▶ [Passage shown]

10/30/2025 | Press release | Distributed by Public on 10/30/2025 16:04
UC Santa Barbara physicists Sebastian Streichan, David Patterson and Andrea Young are among the 22 mid-career researchers to be named Gordon and Betty Moore Foundation Experimental Physics Investigators this year. They join 19 other physicists from around the country who will receive $1.3 million in support over five years for their innovative work to advance the frontier of fundamental research in experimental physics.
"We once again received proposals from amazing mid-career investigators who are taking their research to new levels," said Theodore Happ, program director for the foundation's Experimental Physics Investigators Initiative. "We are excited to see them join our existing cohorts of experimental physicists who are pushing the boundaries of our understanding of the universe."
"I am thrilled to congratulate Andrea Young, David Patterson and Sebastian Streichan on being selected for the Gordon and Betty Moore Foundation's Experimental Physics Investigators Initiative," said Shelly Gable, dean of mathematical, life and physical sciences at UCSB. "For three of our faculty to receive this honor in a single cohort is a powerful affirmation of the world-class caliber of our Physics Department. The Moore Foundation invests in the person, not just the project, and by selecting professors Young, Patterson and Streichan, they are betting on three incredibly creative minds to push the boundaries of science. We are exceptionally proud of this achievement and can't wait to see what they uncover."
The physics of tissue morphogenesis
How do living systems structure themselves? From undifferentiated masses of cells to fully developed organisms, living cells orchestrate themselves into myriad arrangements as embryonic cells divide, building a variety of structures.
"This happens not just at the level of the body plan, but deep within tissues," said Streichan, who studies the physics of soft and living matter. "What makes this remarkable is that such order typically arises in cold, equilibrium systems - yet embryos are warm, dynamic and far from equilibrium."
To investigate further, supported by the Experimental Physics Initiative, Streichan and collaborators aim to observe how cells generate organization through physical feedback mechanisms. This, he said, will involve reconstituting tissue-level order in vitro and investigating the underlying principles that drive it, a line of study that will offer insights into the fundamental physics of life. These insights could in turn unlock the ability to program living materials - designing soft, adaptive systems with applications in tissue engineering, synthetic biology and materials science.

▶ [Collected data]
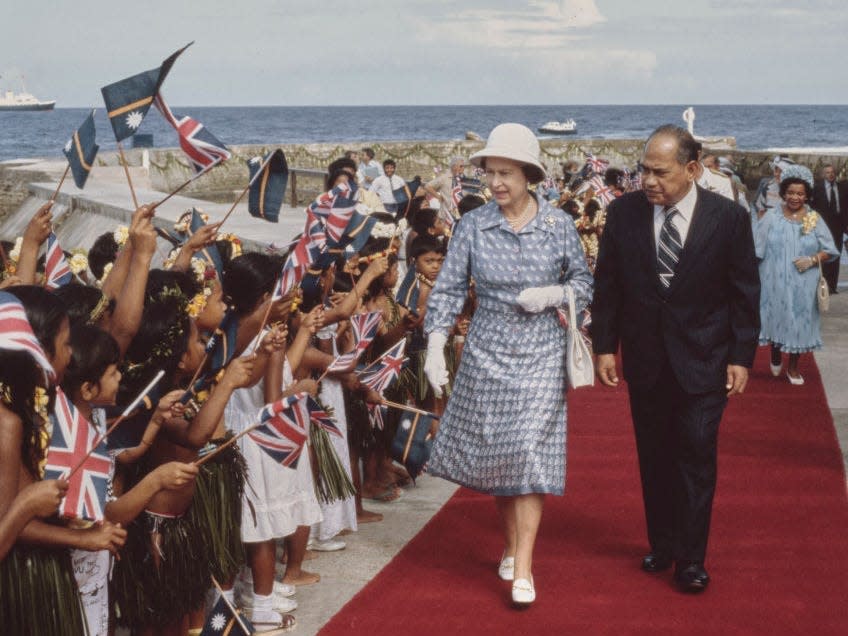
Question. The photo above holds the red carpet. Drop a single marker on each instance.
(778, 553)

▶ [What you will do]
• 1. According to the press release, how much support will each Experimental Physics Investigator receive, and over what period?
• 2. Reproduce the press release word for word from "10/30/2025 | Press" to "in experimental physics.".

▶ [Response list]
• 1. $1.3 million over five years.

• 2.
10/30/2025 | Press release | Distributed by Public on 10/30/2025 16:04
UC Santa Barbara physicists Sebastian Streichan, David Patterson and Andrea Young are among the 22 mid-career researchers to be named Gordon and Betty Moore Foundation Experimental Physics Investigators this year. They join 19 other physicists from around the country who will receive $1.3 million in support over five years for their innovative work to advance the frontier of fundamental research in experimental physics.